### EXERCISE DIRECTIONS
How many lines in the items below contain the word "paper"? Give only the number.

--------------------------------------------------

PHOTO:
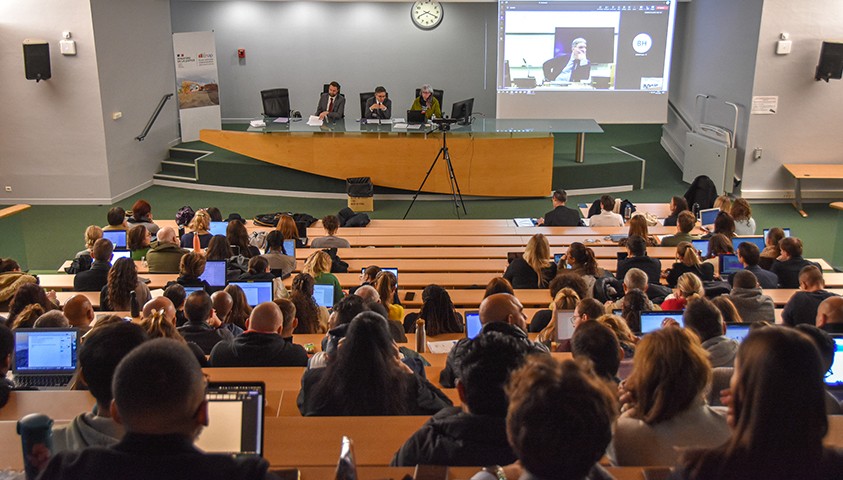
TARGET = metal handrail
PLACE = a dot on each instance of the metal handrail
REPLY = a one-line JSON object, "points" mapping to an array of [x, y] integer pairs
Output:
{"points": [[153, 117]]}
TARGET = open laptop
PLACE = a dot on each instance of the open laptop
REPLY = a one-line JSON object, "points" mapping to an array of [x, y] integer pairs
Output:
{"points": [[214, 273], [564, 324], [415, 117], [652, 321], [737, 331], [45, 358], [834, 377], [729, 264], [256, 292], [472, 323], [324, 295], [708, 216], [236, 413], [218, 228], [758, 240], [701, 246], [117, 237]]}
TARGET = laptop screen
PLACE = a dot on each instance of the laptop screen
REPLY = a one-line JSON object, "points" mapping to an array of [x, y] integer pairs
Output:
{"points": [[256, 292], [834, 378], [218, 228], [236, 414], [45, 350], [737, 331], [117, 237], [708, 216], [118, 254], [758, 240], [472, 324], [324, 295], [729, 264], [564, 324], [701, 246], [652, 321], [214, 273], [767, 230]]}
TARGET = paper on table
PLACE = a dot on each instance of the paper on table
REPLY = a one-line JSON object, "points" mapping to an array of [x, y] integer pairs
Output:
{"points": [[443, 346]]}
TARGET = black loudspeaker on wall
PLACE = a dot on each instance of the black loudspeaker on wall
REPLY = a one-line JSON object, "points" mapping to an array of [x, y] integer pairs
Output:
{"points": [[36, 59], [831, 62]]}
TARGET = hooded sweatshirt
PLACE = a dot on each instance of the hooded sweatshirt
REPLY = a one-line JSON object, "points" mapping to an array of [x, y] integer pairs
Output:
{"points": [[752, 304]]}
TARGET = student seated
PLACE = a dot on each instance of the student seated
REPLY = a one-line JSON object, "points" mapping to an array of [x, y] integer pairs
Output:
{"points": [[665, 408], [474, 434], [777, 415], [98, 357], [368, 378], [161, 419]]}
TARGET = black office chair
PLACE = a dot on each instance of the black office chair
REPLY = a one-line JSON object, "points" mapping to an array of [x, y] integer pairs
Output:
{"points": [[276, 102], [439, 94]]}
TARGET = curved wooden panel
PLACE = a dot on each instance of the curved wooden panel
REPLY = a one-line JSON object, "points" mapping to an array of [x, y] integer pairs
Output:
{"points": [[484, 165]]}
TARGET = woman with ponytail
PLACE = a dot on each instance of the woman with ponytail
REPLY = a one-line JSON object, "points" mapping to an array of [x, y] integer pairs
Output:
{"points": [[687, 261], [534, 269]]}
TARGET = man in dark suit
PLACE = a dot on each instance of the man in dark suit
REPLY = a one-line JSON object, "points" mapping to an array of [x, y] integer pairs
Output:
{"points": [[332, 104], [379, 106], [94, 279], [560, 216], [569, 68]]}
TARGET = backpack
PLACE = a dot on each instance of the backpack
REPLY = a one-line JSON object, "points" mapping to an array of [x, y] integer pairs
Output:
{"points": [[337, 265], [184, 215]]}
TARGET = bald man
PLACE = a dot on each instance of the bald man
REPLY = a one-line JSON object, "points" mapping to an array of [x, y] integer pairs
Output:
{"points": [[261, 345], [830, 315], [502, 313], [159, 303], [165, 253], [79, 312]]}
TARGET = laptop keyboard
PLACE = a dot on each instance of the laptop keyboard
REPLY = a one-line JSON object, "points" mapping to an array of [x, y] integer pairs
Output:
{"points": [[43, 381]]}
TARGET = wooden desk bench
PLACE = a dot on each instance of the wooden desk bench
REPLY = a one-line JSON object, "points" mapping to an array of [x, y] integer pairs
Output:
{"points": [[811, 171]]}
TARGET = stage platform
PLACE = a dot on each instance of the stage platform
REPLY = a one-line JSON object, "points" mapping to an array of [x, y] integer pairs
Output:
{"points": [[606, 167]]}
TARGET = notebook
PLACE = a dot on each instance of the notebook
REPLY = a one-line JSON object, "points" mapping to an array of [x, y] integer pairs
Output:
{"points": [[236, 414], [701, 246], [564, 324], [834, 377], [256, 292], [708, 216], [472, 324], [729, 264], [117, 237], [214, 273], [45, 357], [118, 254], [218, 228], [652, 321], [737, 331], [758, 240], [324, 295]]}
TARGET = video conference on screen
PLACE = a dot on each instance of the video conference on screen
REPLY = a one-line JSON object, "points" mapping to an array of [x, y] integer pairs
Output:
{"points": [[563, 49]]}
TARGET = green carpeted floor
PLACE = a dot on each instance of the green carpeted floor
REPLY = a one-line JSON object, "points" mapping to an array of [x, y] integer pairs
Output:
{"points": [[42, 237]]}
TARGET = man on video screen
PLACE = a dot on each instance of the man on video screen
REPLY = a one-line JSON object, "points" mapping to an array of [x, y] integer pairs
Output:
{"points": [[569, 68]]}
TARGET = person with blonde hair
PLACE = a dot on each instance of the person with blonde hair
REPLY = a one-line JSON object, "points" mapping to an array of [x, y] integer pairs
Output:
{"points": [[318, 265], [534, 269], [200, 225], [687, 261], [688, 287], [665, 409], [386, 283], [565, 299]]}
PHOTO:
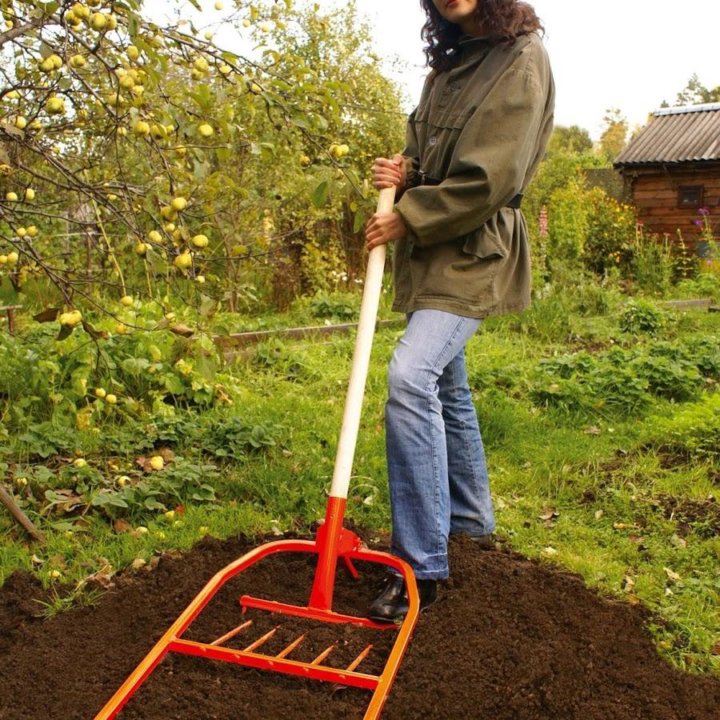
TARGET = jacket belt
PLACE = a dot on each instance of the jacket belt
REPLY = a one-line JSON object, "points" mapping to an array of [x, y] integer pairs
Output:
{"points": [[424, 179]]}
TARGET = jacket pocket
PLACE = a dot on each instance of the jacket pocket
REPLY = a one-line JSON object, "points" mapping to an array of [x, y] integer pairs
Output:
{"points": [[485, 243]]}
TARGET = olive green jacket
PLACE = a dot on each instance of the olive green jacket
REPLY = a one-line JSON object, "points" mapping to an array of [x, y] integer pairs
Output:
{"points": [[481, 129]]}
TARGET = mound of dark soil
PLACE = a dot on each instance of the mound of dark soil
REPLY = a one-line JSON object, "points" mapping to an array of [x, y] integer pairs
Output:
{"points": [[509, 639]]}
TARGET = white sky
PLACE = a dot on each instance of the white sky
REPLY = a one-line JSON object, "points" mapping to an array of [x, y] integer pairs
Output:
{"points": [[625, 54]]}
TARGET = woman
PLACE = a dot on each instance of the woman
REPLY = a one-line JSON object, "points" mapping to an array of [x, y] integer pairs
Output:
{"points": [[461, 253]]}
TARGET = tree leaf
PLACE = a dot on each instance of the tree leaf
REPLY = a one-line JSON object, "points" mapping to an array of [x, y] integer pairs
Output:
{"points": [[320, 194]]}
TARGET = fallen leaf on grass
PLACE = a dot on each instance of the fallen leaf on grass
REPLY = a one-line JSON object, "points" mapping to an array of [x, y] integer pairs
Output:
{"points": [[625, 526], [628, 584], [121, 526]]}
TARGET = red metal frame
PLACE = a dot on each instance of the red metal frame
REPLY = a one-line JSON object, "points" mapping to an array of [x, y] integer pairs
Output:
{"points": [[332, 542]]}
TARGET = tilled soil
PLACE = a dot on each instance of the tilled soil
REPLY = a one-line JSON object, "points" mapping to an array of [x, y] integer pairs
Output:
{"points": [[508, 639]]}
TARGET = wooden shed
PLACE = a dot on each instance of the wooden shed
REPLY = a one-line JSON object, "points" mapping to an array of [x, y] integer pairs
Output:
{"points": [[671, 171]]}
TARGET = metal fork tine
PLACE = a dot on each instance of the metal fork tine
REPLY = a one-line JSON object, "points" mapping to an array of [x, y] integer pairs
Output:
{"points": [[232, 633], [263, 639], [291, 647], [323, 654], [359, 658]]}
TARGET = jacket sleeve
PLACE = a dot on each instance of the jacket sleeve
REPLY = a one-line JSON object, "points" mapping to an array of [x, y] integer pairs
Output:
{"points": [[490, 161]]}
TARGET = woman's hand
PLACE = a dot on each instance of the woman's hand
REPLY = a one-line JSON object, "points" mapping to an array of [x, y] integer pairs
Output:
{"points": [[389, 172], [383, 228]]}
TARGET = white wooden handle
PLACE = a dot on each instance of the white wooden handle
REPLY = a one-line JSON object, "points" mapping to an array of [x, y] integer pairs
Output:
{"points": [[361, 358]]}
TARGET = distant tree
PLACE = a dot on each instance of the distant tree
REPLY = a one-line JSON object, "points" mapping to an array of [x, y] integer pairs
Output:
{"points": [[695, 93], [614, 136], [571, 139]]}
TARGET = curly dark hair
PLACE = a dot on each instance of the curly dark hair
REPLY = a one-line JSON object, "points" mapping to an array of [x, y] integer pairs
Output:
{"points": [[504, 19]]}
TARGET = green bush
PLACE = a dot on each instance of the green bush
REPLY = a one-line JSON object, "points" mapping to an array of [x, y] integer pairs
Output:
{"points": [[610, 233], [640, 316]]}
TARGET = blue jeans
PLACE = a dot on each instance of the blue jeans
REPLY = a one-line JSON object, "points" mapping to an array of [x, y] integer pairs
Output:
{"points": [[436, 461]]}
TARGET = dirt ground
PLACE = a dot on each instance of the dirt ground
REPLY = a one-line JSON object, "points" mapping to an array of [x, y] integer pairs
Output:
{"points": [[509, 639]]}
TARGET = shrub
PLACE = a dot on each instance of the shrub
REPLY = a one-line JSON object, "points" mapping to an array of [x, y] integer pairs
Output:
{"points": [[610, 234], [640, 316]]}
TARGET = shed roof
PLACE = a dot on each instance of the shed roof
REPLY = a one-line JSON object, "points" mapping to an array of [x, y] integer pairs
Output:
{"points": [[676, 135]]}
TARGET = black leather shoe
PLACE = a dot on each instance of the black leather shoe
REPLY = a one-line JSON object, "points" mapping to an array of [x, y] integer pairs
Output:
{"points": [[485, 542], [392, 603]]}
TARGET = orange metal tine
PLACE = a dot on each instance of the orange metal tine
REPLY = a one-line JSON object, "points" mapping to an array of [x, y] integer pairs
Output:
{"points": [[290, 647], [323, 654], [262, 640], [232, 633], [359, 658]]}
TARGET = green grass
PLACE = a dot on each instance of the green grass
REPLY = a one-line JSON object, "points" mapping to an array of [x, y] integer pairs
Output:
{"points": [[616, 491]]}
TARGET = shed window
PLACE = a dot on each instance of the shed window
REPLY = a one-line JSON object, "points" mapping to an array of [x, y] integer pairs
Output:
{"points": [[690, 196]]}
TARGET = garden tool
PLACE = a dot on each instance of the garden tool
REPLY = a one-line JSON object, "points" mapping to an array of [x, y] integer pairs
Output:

--------------------------------------------------

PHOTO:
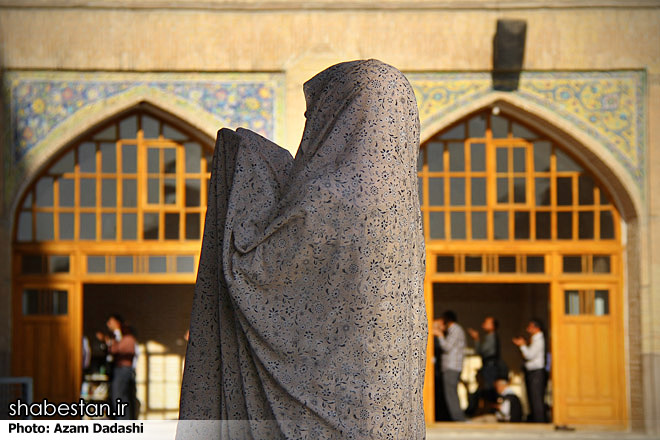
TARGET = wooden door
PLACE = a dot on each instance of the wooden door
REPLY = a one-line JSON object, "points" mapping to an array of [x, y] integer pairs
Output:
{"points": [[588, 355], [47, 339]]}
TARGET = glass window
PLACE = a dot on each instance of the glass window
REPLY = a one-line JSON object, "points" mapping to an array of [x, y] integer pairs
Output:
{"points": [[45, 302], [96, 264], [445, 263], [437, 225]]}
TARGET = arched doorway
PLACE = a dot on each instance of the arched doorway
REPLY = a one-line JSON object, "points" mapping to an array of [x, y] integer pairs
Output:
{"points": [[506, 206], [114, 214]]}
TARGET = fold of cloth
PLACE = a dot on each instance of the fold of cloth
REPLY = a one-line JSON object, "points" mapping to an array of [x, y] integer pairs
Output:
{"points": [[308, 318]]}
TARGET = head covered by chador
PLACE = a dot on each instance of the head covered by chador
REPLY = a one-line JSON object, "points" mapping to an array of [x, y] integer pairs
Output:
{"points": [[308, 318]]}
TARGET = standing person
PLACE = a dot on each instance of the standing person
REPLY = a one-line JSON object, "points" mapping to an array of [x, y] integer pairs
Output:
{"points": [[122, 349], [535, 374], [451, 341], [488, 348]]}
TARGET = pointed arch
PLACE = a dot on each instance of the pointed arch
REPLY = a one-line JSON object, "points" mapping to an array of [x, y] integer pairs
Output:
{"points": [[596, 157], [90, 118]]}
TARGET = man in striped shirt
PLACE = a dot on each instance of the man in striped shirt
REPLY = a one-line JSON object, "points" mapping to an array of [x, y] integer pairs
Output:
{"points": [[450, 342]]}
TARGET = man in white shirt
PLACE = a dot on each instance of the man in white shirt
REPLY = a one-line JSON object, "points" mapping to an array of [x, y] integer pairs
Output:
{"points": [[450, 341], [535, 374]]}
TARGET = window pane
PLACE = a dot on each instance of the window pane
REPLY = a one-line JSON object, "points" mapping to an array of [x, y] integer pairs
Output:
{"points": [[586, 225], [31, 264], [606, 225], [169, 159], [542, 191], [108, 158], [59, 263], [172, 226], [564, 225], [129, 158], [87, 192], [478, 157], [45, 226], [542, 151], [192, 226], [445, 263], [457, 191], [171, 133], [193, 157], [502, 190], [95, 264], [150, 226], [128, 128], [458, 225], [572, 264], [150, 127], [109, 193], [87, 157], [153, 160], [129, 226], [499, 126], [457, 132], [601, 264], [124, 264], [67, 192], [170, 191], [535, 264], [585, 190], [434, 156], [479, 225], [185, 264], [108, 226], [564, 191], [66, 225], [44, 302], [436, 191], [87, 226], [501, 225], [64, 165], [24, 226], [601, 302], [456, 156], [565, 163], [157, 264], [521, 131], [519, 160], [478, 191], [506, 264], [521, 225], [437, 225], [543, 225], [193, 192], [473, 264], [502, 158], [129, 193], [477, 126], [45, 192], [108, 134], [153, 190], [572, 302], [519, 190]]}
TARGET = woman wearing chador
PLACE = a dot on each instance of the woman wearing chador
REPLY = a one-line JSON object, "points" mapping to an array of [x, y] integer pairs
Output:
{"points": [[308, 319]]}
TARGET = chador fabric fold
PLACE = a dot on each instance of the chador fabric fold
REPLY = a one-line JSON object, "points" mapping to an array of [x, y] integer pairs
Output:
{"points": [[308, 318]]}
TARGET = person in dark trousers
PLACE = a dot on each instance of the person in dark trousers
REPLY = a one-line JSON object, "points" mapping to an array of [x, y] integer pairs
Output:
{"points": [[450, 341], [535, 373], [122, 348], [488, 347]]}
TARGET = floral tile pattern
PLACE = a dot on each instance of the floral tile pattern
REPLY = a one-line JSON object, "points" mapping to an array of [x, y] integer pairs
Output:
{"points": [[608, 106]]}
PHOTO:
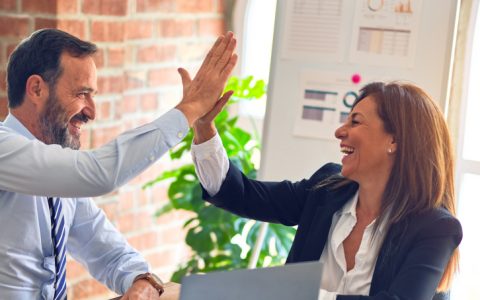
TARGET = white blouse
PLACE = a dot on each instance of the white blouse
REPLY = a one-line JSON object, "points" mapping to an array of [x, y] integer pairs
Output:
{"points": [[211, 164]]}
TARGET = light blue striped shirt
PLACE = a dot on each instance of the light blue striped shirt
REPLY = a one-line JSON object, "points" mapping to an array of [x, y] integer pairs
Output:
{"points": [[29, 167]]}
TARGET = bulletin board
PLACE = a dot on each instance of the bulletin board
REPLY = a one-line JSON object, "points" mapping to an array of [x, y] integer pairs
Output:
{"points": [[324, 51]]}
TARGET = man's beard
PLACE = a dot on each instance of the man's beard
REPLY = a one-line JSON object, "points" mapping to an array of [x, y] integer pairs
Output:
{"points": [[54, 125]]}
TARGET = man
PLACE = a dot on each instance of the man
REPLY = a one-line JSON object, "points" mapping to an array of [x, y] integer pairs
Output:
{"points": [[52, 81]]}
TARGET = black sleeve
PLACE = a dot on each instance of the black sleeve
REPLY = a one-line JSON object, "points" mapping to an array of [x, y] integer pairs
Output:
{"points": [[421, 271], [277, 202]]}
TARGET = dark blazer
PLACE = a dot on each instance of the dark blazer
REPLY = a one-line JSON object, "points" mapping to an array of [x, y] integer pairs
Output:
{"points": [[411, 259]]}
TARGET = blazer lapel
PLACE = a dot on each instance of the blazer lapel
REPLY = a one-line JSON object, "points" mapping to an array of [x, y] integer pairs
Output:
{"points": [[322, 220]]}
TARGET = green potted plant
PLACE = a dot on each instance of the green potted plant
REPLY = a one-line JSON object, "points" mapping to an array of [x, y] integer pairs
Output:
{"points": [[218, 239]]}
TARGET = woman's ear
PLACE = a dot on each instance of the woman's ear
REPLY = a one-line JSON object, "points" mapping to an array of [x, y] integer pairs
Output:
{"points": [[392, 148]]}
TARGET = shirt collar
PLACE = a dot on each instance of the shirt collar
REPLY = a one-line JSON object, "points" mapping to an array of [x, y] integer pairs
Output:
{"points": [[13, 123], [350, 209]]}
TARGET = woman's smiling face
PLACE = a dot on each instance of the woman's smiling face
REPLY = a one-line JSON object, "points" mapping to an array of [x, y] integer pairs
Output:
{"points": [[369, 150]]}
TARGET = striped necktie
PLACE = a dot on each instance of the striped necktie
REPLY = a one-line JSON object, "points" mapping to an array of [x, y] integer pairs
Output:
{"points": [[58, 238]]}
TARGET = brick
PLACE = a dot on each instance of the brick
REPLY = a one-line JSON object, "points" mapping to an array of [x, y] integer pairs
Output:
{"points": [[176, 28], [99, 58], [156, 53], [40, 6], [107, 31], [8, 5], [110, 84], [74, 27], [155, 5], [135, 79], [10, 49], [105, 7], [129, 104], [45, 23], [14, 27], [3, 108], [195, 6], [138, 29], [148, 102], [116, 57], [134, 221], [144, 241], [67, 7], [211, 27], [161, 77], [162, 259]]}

--------------------------------------------------

### REPLY
2